◆ **Trecho do texto**
┌──
Nossa casa, o Abassá Lumyjacare é parceira do Kitembo – Laboratório de Estudos da Subjetividade e Cultura Afro-brasileira, desde 2012, sob a liderança de Tata Luazemi (Roberto Braga), Mameto Sitambakaumbi (Sueli Braga) e Tata Kavungile (Pai Sérgio), conta com mais de 30 anos no mesmo local, no Bairro do Imperador, em Nova Iguaçu, Baixada Fluminense. É uma comunidade de tradição congo-angola, voltada para o cuidado corpoespiritual do povo periférico e de todos os que a procuram. Temos como objetivo fortalecer a comunidade de terreiro no cuidado corporal, espiritual e psicológico dos seus membros, a manutenção e fortalecimento do estilo e da cultura congo-angola no Brasil, a formação de jovens lideranças da religião dos minkisi, e ampliar a rede de solidariedade congo-angola, nagô, umbanda, jurema, entre outras.
Nós temos apresentado nosso trabalho em disciplinas do Curso de Psicologia da UFF, que prepara os profissionais para o atendimento no SUS, mas também nas Escolas, e no Encontro dos Saberes, que é um programa mais recente criado na UFF para que estudantes dos mais diversos cursos de graduação tenham acesso a um pouco dos saberes tradicionais, como o nosso. O Kitembo tem sido um importante parceiro nesse encontro do Lumyjacare com o público universitário e futuros profissionais da saúde e da educação.
- Fortalecer o mutuê, o ori, o corpœspírito das pessoas, sobretudo dos descendentes dos povos africanos;
- Oferecer conforto espiritual;
- Desenvolver a memória do sagrado no mutuê, a identidade, a conexão com o sagrado, ou seja, as divindades da natureza;
- Trazer o equilíbrio da dinâmica espiritual das pessoas;
- Por meio da troca, fortalecer a energia corpœspiriualo, o nguzo, que é a energia de realização das pessoas.
└──
◆ **Dados fornecidos**
┌──
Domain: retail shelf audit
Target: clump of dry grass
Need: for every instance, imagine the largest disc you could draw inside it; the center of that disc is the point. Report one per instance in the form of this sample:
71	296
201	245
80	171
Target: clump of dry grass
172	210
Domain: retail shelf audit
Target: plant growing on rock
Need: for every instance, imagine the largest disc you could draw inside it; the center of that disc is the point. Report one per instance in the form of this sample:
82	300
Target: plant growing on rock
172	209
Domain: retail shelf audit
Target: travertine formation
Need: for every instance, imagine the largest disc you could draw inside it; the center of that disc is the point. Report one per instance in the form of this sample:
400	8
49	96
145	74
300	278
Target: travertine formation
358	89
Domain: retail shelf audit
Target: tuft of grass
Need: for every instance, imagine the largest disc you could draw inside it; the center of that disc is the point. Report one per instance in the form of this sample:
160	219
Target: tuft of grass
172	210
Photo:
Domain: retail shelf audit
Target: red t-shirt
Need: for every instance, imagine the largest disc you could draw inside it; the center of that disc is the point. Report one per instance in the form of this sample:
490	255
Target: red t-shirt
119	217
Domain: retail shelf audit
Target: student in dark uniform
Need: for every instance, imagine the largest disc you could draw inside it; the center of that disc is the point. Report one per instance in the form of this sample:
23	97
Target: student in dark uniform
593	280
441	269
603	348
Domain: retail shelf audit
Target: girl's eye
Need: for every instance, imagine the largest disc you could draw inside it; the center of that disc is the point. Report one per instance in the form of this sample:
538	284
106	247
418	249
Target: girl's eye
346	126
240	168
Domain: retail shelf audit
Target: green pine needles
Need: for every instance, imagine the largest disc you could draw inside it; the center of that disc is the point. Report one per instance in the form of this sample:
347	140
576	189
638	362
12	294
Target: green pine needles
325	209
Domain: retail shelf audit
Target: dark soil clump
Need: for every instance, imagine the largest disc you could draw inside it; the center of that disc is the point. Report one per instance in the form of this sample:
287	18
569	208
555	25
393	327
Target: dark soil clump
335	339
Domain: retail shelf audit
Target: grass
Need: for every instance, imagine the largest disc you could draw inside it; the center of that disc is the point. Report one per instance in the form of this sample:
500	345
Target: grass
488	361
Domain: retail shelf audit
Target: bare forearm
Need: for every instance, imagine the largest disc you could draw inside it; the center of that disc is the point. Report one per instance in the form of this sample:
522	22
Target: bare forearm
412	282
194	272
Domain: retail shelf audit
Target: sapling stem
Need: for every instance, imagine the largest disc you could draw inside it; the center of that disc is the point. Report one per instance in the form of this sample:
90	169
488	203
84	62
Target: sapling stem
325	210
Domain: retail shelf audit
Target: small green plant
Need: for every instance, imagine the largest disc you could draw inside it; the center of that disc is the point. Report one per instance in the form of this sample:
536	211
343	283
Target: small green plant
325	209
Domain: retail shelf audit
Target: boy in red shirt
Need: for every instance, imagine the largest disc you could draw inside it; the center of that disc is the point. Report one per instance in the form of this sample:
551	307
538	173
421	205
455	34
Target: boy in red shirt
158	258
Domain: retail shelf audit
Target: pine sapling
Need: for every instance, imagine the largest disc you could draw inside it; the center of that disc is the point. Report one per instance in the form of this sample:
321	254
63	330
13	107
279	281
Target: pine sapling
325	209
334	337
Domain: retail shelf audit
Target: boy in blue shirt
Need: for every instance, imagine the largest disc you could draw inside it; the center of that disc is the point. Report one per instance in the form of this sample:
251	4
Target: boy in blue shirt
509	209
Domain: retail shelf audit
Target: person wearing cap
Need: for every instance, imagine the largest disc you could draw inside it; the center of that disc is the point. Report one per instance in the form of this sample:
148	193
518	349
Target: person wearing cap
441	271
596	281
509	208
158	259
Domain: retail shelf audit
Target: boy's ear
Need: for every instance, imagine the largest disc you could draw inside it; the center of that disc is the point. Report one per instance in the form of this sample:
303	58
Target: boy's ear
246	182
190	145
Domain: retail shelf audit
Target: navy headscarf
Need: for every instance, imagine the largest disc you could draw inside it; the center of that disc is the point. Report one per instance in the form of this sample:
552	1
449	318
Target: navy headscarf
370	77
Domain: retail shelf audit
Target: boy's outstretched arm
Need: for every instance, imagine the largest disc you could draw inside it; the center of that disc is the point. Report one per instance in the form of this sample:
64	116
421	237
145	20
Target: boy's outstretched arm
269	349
└──
◆ **Atividades propostas**
[a] No texto sobre o Abassá Lumyjacare, desde que ano a casa é parceira do Kitembo?
[b] Prossiga com o texto sobre o Abassá Lumyjacare a partir do ponto em que ele termina.

◆ **Respostas na ordem**
[a] Desde 2012.

[b]
É importante dizer que, em nosso trabalho, não se trata de que os profissionais de saúde passem a fazer os procedimentos e técnicas de cuidado espirituais. Conhecer os terreiros, de trabalhar junto com os sacerdotes, de estabelecer relações de colaboração, valorizando, conforme a PNSIPN, os saberes tradicionais. Entendemos que é necessário que os profissionais conheçam o sentido da dinâmica espiritual, para que saiba como cuidar dos usuários do SUS, na saúde física ou na saúde mental, ou seja, na saúde integral, das dinâmicas corporais e das dinâmicas psicológicas, com o propósito de desenvolver práticas colaborativas, de acordo com a necessidade dos usuários.
Algumas técnicas: Jogo de búzios, acolhimento, escuta, conselhos, banho de ervas, sacudimento, oferendas, ngudia mutue, iniciação.
- O sacudimento faz a pessoa, carregada e pesada com as energias negativas, se sentirem mais leves e ficarem boas;
- O jogo faz a pessoa se sentir mais perto das divindades e das entidades, dos minkisi, voduns e orixás, e isso já traz alívio. As perguntas que o usuário faz e as respostas que recebe, lhes trazem compreensão dos seus sofrimento e problemas, trazem sentido e portanto alívio e força para a resolução;
- Às vezes os médicos têm dificuldade de dar o diagnóstico de uma enfermidade, de encontrar o modo do tratamento. Com o sacudimento no usuário, o banho de ervas, a reza, a oferenda, os caminhos se abrem e o médico encontra o diagnóstico ou escolhe o procedimento de tratamento mais adequado.
- O nkisi, a divindade ou a entidade é o que direciona o jogo, a intuição, o conhecimento, o caminho.